═══ PASSAGE

Friday, December 3

As Long As She Doesn't Ask To Peroxide Her Hair, I Claim No Harm Done.

One thing that has gone really well since my return to outside work is the significant drop in TV viewing hours in my girl's life. It wasn't overboard before but now it's severely restricted, well at least it is on weekdays. Weekends are mini-vacations from the rules (cut me some slack, I need to fulfill my inner lame anarchist) so the telly is on a bit longer but it's still less than before.

Since the reduction, our girl has learned to chose her shows wisely so it was a surprise when the expected background noise of Toopy and Binoo during the meal prep (her tv time) was replaced with something else. My daughter has fallen for a 'big kid' show and we have yet to find any reason to object to her requests.

No, no, Hannah Montana isn't back, that will happen over my dead body.

My 5yo girl loves Billy the Exterminator. Yeah, that's right, she loves watching this guy:

Billy is the one wearing sunglasses
For those not familiar with Billy. He kills pests of all kinds while wearing way too many spikes and lots of leather all-year-round in his homestate of Louisiana. With his somewhat tragic but intriguing hair (think Bret Michaels meets Limahl), he works with his equally strange-coiffed brother and parents in the extermination business. A business that has business logos and uniforms that make everyone -- even his mom -- look like Danzig fans. Sure beats The Duggers in my humble opinion. Anyway, as he explained in a recent episode (the one featuring an albino raccoon) the reason he wears leather and spikes all year round is for those times when his intended prey get the upper hand. Sounds reasonable though it still doesn't explain the hair.

══════
═══ EXTRACTED ENTRIES

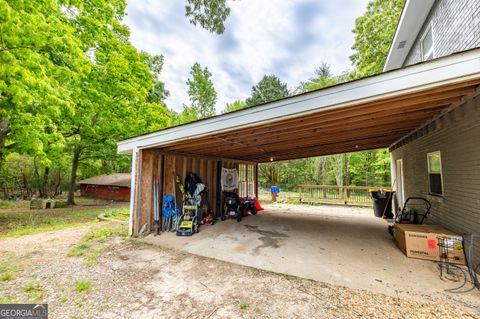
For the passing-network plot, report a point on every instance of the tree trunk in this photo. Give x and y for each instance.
(58, 180)
(3, 137)
(73, 176)
(44, 187)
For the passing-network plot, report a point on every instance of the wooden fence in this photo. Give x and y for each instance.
(348, 195)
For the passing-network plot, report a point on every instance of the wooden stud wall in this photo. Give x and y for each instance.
(150, 163)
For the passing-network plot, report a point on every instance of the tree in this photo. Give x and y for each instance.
(323, 78)
(40, 57)
(201, 91)
(374, 32)
(235, 106)
(270, 88)
(209, 14)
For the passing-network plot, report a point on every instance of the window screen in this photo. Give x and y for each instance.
(435, 173)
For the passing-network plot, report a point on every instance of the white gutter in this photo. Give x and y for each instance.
(133, 190)
(414, 14)
(451, 69)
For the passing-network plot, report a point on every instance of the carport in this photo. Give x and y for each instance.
(369, 113)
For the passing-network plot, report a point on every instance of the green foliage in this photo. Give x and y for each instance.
(83, 285)
(366, 168)
(235, 106)
(6, 276)
(323, 78)
(374, 32)
(209, 14)
(201, 92)
(270, 88)
(71, 86)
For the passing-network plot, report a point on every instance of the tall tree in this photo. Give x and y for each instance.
(201, 91)
(269, 88)
(235, 106)
(209, 14)
(374, 32)
(40, 58)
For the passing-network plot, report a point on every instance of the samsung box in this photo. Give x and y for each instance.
(430, 242)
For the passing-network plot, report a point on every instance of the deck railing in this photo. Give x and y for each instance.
(348, 195)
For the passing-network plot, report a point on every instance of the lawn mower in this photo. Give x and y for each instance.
(414, 211)
(231, 206)
(249, 205)
(188, 221)
(191, 213)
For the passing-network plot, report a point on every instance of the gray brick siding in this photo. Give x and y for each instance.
(455, 27)
(458, 140)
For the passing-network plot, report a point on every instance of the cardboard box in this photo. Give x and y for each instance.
(429, 242)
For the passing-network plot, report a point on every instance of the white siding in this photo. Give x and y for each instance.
(458, 140)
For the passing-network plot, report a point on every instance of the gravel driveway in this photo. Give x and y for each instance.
(134, 280)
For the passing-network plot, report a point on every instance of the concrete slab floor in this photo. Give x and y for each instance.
(338, 245)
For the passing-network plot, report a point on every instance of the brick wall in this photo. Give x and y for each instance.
(457, 138)
(455, 27)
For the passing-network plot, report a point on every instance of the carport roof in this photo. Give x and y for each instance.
(364, 114)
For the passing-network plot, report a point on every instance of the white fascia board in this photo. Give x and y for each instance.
(413, 17)
(450, 69)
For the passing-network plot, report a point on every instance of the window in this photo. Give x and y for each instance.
(246, 180)
(435, 173)
(427, 45)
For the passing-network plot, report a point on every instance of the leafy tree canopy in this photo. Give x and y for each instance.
(235, 106)
(201, 91)
(209, 14)
(374, 32)
(270, 88)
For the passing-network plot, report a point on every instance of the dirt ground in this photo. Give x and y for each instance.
(135, 280)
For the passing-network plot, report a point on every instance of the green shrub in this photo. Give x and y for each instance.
(83, 285)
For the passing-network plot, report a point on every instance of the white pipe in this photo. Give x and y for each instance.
(133, 189)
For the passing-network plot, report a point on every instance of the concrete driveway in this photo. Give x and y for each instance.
(339, 245)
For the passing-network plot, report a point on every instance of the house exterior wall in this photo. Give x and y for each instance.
(105, 192)
(455, 27)
(456, 136)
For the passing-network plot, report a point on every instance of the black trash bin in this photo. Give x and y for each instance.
(382, 202)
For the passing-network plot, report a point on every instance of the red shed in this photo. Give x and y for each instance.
(114, 186)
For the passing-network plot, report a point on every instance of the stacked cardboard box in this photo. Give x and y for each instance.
(431, 242)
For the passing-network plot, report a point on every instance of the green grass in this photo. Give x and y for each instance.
(83, 285)
(6, 276)
(35, 292)
(24, 223)
(119, 213)
(91, 246)
(14, 204)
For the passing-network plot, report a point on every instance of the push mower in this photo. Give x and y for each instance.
(231, 206)
(188, 221)
(248, 205)
(414, 211)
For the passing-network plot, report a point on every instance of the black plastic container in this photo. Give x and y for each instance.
(382, 199)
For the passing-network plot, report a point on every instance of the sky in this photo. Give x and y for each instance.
(288, 38)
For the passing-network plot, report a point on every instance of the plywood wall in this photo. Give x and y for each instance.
(150, 165)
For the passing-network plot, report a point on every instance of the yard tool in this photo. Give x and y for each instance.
(231, 206)
(156, 207)
(414, 211)
(170, 212)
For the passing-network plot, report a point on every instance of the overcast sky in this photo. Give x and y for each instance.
(288, 38)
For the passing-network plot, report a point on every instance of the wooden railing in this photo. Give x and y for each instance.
(348, 195)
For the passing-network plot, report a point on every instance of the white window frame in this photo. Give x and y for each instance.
(431, 51)
(441, 173)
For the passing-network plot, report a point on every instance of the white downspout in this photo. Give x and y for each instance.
(133, 189)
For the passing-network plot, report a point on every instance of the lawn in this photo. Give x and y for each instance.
(25, 222)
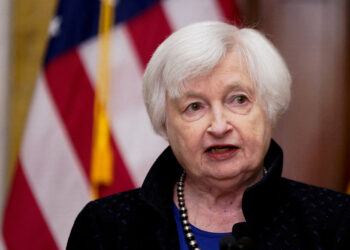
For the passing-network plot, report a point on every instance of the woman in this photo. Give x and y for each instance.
(215, 93)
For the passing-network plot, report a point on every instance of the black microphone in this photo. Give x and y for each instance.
(244, 236)
(228, 242)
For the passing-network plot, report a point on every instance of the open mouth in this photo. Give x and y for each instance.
(220, 149)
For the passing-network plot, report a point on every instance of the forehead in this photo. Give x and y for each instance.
(230, 74)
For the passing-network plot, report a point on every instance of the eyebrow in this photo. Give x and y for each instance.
(231, 87)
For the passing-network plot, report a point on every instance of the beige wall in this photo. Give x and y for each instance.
(311, 35)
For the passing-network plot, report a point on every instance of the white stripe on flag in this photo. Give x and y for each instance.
(183, 12)
(55, 174)
(139, 146)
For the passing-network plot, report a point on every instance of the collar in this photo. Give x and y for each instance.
(157, 188)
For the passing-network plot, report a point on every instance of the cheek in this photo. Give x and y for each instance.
(258, 132)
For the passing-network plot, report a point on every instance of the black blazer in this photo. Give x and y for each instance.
(279, 213)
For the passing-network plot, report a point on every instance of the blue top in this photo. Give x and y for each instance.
(205, 240)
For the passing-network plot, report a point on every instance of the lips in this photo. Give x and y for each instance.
(221, 152)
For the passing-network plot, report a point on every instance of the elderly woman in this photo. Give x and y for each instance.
(215, 93)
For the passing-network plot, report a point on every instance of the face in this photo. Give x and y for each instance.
(217, 128)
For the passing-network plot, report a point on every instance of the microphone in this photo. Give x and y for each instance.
(243, 241)
(228, 242)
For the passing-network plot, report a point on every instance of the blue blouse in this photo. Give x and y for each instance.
(206, 240)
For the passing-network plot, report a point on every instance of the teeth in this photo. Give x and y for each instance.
(220, 149)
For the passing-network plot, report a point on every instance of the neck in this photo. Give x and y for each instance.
(215, 208)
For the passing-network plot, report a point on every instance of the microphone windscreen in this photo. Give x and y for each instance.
(228, 242)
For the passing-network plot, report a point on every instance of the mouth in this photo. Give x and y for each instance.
(221, 152)
(220, 149)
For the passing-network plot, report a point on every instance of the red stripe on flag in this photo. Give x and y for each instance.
(148, 30)
(121, 178)
(24, 226)
(73, 94)
(230, 11)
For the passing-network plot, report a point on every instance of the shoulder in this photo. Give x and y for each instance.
(115, 206)
(321, 210)
(107, 222)
(316, 196)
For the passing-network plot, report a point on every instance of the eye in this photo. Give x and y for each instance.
(194, 107)
(239, 99)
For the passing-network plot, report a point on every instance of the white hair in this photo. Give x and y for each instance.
(195, 50)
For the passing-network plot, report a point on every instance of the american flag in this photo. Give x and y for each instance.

══════

* EXERCISE:
Return the stretch of the Billy the Exterminator post from "One thing that" through "my dead body.", copied word for word.

* REPLY:
One thing that has gone really well since my return to outside work is the significant drop in TV viewing hours in my girl's life. It wasn't overboard before but now it's severely restricted, well at least it is on weekdays. Weekends are mini-vacations from the rules (cut me some slack, I need to fulfill my inner lame anarchist) so the telly is on a bit longer but it's still less than before.

Since the reduction, our girl has learned to chose her shows wisely so it was a surprise when the expected background noise of Toopy and Binoo during the meal prep (her tv time) was replaced with something else. My daughter has fallen for a 'big kid' show and we have yet to find any reason to object to her requests.

No, no, Hannah Montana isn't back, that will happen over my dead body.